### Records shown
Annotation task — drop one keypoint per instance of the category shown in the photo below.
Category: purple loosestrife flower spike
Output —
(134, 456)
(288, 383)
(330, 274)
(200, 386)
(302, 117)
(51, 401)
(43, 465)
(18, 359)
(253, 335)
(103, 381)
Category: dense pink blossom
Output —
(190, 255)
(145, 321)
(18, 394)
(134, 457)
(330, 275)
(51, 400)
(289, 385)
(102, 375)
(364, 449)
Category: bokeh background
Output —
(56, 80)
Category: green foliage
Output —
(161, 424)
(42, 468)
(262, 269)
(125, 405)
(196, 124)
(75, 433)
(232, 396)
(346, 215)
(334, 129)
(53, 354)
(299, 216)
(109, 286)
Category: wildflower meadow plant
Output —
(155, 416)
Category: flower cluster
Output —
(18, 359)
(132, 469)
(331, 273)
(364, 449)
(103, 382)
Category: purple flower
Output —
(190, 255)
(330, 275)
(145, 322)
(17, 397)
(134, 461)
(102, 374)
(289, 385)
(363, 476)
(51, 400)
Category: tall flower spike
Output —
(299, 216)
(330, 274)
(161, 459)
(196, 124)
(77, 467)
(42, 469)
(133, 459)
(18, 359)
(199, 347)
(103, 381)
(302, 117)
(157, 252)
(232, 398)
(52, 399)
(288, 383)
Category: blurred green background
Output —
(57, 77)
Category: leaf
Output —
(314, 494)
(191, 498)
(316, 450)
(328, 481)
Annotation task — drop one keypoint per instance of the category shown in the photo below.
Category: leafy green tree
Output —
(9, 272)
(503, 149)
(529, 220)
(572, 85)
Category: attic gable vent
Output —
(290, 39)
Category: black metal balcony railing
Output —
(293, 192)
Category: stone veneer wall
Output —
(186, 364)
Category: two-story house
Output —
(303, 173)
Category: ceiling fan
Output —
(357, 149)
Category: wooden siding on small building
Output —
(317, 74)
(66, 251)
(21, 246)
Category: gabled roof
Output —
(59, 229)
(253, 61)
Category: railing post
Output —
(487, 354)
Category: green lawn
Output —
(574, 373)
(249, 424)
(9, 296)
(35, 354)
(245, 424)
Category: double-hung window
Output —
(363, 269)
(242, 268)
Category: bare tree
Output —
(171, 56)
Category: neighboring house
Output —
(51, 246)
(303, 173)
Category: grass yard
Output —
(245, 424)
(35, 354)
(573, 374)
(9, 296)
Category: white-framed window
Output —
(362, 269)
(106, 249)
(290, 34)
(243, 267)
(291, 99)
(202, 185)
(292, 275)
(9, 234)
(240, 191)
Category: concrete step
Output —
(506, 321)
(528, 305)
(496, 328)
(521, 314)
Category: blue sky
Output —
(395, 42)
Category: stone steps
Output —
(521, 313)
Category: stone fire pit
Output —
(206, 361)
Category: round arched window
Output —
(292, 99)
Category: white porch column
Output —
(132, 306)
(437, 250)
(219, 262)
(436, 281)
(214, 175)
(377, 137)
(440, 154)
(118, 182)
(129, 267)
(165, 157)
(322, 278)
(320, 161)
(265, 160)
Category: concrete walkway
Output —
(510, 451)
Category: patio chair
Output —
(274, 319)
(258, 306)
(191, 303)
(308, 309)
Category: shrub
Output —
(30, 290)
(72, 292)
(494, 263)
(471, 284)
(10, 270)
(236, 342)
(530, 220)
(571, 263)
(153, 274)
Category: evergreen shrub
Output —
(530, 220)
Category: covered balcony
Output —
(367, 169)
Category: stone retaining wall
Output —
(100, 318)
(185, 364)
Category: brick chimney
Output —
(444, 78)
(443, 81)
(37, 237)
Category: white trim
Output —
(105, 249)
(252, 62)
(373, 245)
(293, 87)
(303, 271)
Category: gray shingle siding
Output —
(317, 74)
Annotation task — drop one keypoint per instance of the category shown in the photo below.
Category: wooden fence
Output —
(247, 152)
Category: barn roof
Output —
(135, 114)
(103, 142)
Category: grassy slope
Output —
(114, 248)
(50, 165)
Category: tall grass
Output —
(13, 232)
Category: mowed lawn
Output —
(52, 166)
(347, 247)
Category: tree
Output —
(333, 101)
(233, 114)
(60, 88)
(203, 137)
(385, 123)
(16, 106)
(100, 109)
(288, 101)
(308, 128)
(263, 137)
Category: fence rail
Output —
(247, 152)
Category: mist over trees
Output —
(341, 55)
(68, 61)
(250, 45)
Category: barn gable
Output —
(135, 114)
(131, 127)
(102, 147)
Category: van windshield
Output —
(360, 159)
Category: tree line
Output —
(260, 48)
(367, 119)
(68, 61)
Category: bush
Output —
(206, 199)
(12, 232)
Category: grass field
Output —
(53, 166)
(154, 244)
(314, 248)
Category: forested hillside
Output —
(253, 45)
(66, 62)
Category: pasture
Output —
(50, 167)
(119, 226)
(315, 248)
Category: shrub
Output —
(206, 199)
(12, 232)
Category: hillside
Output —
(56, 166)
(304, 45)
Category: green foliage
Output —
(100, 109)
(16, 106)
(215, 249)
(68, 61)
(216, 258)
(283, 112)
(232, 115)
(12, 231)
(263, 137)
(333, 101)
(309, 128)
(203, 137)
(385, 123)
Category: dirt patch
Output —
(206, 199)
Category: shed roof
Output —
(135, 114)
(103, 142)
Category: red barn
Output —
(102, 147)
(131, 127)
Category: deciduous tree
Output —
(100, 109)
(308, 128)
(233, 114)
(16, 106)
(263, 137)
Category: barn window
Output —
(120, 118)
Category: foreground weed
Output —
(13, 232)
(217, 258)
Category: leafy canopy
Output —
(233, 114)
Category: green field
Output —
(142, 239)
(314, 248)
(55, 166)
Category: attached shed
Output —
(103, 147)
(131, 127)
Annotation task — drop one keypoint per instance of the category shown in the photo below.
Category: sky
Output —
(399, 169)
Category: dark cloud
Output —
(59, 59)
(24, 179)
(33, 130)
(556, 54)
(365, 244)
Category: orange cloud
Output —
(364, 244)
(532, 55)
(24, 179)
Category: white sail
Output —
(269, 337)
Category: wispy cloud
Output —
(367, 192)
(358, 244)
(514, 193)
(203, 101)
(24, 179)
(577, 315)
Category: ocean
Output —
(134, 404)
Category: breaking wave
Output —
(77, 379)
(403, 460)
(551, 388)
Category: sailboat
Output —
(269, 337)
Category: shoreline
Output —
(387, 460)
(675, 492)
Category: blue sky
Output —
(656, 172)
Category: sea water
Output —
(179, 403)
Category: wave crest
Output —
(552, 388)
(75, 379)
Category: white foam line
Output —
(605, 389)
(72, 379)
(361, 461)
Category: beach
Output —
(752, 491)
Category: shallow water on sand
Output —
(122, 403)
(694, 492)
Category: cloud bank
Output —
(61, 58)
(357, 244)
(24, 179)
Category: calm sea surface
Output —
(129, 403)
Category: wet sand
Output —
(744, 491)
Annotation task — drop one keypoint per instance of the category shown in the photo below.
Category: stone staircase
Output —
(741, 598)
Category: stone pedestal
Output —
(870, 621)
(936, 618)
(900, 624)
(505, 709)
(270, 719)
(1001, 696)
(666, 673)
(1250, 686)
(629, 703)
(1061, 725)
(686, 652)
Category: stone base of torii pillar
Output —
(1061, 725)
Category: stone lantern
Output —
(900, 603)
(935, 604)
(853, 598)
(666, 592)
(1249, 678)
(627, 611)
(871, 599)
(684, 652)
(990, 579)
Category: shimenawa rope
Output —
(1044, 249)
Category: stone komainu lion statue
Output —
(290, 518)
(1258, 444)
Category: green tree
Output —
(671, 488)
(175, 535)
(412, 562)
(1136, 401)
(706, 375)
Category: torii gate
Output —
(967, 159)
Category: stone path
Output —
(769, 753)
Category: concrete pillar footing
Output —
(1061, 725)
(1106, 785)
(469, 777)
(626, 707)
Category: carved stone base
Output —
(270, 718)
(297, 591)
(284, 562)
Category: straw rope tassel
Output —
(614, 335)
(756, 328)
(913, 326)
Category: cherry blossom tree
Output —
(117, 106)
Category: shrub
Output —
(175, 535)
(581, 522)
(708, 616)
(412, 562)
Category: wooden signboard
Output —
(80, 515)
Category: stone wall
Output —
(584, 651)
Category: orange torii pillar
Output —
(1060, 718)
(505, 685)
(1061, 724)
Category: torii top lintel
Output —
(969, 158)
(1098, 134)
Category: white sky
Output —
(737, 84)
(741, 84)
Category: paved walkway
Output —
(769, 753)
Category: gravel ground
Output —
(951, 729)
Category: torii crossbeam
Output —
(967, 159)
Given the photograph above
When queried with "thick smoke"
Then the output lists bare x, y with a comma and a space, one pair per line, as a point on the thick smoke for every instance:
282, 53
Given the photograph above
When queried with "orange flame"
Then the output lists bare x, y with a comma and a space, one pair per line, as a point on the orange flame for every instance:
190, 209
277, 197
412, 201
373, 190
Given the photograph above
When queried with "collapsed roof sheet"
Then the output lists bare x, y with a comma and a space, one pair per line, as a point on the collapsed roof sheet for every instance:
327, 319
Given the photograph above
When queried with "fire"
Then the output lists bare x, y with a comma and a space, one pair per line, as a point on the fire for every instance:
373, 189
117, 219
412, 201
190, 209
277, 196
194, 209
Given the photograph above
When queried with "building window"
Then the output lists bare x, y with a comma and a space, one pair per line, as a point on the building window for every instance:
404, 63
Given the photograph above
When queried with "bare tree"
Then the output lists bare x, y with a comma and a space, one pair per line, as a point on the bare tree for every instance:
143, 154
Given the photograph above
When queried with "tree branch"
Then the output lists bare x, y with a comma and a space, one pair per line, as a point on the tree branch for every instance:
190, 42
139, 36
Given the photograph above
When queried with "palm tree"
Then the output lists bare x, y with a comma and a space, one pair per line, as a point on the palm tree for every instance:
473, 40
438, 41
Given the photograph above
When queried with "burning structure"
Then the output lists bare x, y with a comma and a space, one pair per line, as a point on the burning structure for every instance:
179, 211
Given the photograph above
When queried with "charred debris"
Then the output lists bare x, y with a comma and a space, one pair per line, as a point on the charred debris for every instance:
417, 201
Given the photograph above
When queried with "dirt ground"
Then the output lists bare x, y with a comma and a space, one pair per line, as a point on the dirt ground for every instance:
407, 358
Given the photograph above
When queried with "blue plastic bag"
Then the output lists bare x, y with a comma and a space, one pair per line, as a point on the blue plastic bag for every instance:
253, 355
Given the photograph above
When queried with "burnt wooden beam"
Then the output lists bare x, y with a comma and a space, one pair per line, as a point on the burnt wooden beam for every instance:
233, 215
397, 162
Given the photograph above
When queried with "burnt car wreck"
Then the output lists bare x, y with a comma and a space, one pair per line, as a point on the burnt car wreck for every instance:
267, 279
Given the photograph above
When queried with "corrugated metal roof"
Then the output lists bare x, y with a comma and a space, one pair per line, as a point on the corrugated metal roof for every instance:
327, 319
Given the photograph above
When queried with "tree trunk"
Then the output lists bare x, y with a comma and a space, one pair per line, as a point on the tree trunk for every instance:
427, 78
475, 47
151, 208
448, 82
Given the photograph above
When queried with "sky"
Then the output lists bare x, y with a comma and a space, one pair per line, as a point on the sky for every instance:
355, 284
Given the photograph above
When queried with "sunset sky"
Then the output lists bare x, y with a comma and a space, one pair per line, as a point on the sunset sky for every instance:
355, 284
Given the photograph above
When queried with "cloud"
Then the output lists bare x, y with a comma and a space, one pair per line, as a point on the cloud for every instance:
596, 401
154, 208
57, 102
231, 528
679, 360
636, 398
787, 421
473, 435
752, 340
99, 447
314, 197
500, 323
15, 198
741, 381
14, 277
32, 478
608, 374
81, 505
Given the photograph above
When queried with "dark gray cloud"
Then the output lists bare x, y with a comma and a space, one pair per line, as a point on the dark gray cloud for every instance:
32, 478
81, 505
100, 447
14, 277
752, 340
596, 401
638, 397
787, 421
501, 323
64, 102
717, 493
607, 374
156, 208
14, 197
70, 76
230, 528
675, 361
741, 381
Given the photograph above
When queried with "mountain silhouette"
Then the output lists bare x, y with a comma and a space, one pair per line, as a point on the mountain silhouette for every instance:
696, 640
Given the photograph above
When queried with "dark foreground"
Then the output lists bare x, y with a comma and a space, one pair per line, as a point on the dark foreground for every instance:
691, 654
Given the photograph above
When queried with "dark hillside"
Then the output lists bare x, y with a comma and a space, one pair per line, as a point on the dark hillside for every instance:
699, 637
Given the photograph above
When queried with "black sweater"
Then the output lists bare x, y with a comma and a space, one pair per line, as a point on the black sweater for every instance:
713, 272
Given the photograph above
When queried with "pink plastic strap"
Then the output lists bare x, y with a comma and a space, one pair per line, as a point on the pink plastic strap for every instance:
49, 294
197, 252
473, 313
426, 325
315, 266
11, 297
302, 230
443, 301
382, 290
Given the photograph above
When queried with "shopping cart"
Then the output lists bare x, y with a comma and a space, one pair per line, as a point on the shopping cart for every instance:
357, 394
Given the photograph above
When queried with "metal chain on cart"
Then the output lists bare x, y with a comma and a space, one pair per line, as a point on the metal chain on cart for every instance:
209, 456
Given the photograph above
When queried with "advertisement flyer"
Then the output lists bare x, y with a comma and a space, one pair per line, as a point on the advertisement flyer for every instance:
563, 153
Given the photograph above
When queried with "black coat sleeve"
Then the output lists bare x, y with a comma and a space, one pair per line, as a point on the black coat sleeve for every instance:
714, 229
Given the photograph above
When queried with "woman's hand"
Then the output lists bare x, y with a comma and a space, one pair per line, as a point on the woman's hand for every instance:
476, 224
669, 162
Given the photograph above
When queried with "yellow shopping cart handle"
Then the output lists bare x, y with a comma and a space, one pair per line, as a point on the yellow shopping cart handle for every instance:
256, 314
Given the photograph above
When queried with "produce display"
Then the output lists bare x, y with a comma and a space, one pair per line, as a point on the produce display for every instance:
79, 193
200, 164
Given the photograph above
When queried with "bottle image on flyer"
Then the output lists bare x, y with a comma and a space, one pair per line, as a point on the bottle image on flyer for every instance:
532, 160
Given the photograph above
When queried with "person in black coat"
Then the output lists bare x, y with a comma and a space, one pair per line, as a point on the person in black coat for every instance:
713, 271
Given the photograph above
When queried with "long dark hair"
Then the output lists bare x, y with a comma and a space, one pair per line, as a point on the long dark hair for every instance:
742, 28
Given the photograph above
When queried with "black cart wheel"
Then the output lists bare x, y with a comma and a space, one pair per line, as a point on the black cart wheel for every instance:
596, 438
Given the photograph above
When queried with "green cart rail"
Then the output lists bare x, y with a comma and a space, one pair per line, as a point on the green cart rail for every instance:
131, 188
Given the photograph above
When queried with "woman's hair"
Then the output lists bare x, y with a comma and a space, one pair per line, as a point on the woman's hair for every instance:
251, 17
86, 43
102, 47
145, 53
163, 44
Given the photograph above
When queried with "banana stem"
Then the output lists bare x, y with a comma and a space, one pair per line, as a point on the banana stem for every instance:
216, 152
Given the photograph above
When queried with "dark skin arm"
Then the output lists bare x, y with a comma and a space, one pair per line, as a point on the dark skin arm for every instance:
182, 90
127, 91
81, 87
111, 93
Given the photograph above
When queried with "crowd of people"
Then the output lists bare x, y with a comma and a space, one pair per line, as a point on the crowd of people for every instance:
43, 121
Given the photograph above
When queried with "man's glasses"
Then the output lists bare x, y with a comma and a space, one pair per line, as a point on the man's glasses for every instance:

### What to produce
Count the lines in the material above that contain the string "glasses", treating uppercase and lowercase as different. Reply with the number alone.

### Finished task
2